## Study questions
A. In the article about coal royalties, what share of the coal produced in Wyoming's Powder River Basin was being sold through "captive transactions"?
B. Write the next few sentences of the article about coal royalties, picking up right after its last sentence.

## Excerpt to read
—————

The spurn of the screw

Now there’s one less way for Big Coal to screw over Americans

By on Jul 1, 2016Share

The Obama administration took a small step on Thursday to prevent coal companies from fleecing taxpayers.

Until now, the biggest coal conglomerates were getting away with scamming the government by selling coal mined on federal land to their own subsidiaries for a discounted, below-market price. Since the government’s royalties from that coal are a percentage of the sale price, that meant the companies were paying lower royalties than they should have been. Forty-two percent of the coal produced in Wyoming’s Powder River Basin — the biggest coal-producing area in the U.S. right now — was being sold through these “captive transactions,” according to Public Citizen, a good government advocacy group.

On Thursday, the Interior Department issued a new rule that puts a stop to that practice.

—————

## Records supplied
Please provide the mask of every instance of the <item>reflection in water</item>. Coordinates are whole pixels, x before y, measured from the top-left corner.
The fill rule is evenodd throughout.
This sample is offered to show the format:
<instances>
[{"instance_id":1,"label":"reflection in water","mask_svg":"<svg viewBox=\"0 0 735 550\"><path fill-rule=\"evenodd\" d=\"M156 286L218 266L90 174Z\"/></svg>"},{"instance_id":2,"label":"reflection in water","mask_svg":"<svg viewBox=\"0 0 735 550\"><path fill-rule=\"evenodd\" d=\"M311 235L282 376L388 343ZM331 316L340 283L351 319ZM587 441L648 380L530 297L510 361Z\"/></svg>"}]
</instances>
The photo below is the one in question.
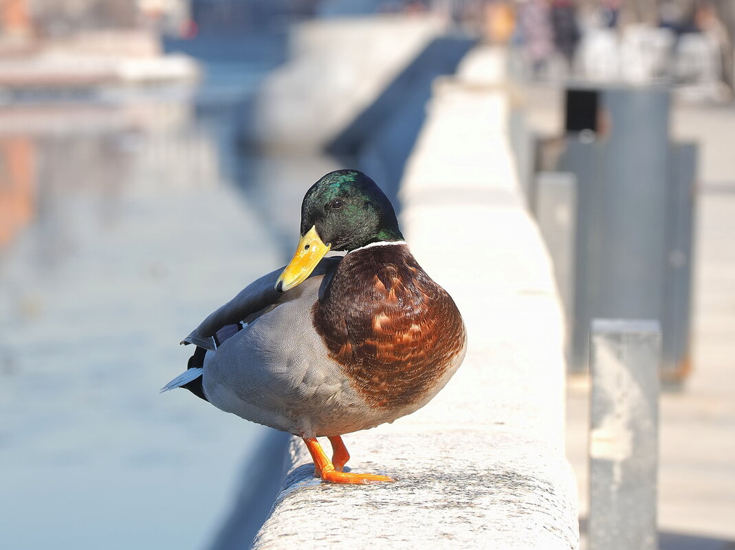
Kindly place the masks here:
<instances>
[{"instance_id":1,"label":"reflection in water","mask_svg":"<svg viewBox=\"0 0 735 550\"><path fill-rule=\"evenodd\" d=\"M34 155L33 143L28 137L0 138L0 250L33 217Z\"/></svg>"},{"instance_id":2,"label":"reflection in water","mask_svg":"<svg viewBox=\"0 0 735 550\"><path fill-rule=\"evenodd\" d=\"M0 109L4 548L206 547L263 437L157 388L182 338L287 258L335 167L255 162L237 104L190 95Z\"/></svg>"}]
</instances>

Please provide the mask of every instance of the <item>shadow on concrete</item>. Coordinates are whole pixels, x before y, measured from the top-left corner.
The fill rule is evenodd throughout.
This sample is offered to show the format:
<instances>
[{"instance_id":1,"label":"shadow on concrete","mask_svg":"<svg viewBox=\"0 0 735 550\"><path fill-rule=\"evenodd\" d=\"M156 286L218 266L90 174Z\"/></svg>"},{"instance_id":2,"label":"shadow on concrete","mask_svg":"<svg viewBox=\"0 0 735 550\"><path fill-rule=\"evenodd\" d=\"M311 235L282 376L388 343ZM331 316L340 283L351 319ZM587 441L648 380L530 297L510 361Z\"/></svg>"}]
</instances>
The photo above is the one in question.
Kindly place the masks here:
<instances>
[{"instance_id":1,"label":"shadow on concrete","mask_svg":"<svg viewBox=\"0 0 735 550\"><path fill-rule=\"evenodd\" d=\"M588 524L587 518L580 518L579 532L585 538L589 533ZM587 546L589 547L589 542ZM735 550L735 540L703 535L659 531L659 550Z\"/></svg>"},{"instance_id":2,"label":"shadow on concrete","mask_svg":"<svg viewBox=\"0 0 735 550\"><path fill-rule=\"evenodd\" d=\"M252 546L283 482L290 438L287 433L269 430L257 444L257 458L245 460L240 493L209 550L245 550Z\"/></svg>"}]
</instances>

—————

## Per-task answers
A. Forty-two percent.

B.
“One of the things Cloud Peak [Energy] and other coal companies were doing is selling to an affiliate at the mine mouth and then selling it in the export market at a significantly higher price,” says Tyson Slocum, director of Public Citizen’s energy program. This new rule will allow the department to more accurately calculate the “market value” of coal, oil, and gas extracted on public land and make sure it’s getting paid fair royalties. Slocum estimates that this could bring in an additional $300 million per year in royalties.

This is important for two reasons: Corporations should not be stealing from the public, and every penny we undercharge fossil-fuel companies is an implicit subsidy for the dirty fuels that cause climate change. Coal companies are struggling, and instead of throwing them a lifeline that will help them stay in the business of worsening global warming, we should be letting them sink.

Crucially, unlike many other rules issued by federal agencies, this new rule will apply not just to future leases but also to ones that already exist. So even under a coal lease bought five years ago, a company will now have to pay fairer royalty rates going forward.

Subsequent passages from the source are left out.